Copy every line of the listing below without changing anything.
[start of Task material]
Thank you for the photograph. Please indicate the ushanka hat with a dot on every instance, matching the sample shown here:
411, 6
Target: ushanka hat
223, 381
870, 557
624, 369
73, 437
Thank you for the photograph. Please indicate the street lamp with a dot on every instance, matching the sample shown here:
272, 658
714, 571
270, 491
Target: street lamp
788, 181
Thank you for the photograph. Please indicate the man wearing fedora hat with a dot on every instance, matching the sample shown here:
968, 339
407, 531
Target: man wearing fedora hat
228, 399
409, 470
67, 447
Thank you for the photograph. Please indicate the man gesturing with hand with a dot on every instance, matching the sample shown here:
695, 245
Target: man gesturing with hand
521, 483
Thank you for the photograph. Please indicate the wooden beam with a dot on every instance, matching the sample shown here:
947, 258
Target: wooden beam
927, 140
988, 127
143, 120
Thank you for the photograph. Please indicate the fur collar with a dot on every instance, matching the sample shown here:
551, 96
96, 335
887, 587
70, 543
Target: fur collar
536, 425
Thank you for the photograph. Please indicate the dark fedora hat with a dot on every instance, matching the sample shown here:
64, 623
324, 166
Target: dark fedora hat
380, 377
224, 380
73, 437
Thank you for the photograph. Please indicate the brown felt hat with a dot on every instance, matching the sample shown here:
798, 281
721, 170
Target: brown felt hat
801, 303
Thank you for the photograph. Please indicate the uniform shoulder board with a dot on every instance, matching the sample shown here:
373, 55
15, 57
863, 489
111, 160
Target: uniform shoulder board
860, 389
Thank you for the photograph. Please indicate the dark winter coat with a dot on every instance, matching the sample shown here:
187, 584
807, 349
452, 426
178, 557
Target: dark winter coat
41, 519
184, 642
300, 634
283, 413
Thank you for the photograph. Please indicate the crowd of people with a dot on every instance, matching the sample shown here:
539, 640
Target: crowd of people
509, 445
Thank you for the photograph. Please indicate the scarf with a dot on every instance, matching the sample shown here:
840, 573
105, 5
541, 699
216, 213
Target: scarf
[end of Task material]
* Solution to this exercise *
Thank you for the photograph. Please indicate the ushanka hat with a dot on every instance, matching the sample shown here:
411, 6
Target: ushanka hat
223, 381
870, 557
624, 369
73, 437
Thank you for the photograph. Please indicate the street lamp with a dot on every instance, matching the sample shown here:
272, 658
714, 571
270, 491
Target: street lamp
788, 181
Thank you for the photograph. Please indicate the man wearing fedora hat with a dot on every instance, matching the sample shown here:
968, 339
407, 531
Target: man wearing fedora hat
228, 399
409, 470
67, 447
Thank you for the photograph. Please indicate the man gesturing with hand with a dot on every instance, matching the sample shown here:
695, 245
Target: man gesturing with hand
521, 483
Thank you for the photograph. Please indicate the wooden beam with a dot on every instance, matching the sample shown here:
947, 258
Target: wooden beam
927, 140
988, 127
143, 120
Thank you for the photograph. Please indicate the fur collar with a dot on every instance, matching the sample shown here:
551, 96
96, 335
887, 587
70, 543
Target: fur collar
536, 425
Thank you for the photograph. Please indicate the dark fedora hat with a dot on every instance, matching the sample shown here:
64, 623
324, 166
Target: dark fedora hat
380, 377
224, 380
73, 437
Thank you for the photograph. Please indicate the brown felt hat with a dot on every instance, matching the sample shown here:
798, 281
721, 170
Target: brown felt hat
801, 303
Thank you for the photograph. Please indicate the uniform shoulder board with a dot on every instance, matching the sample shown here:
373, 55
15, 57
863, 489
111, 160
Target: uniform shoulder board
860, 389
Thank you for the photograph. Please indicate the dark winter coat with a dot on every instance, matching the sample shown here:
187, 584
807, 349
452, 426
178, 557
Target: dark winter coat
41, 519
184, 642
300, 634
283, 413
Thank you for the photograph. Please indicate the crowd of people with a dot on every instance, matching the sample shown here:
539, 640
Target: crowd of people
509, 445
Thank you for the photograph. Please indicate the scarf with a dot on every instance, matching the sample shown here:
840, 573
105, 5
541, 699
216, 213
Target: scarf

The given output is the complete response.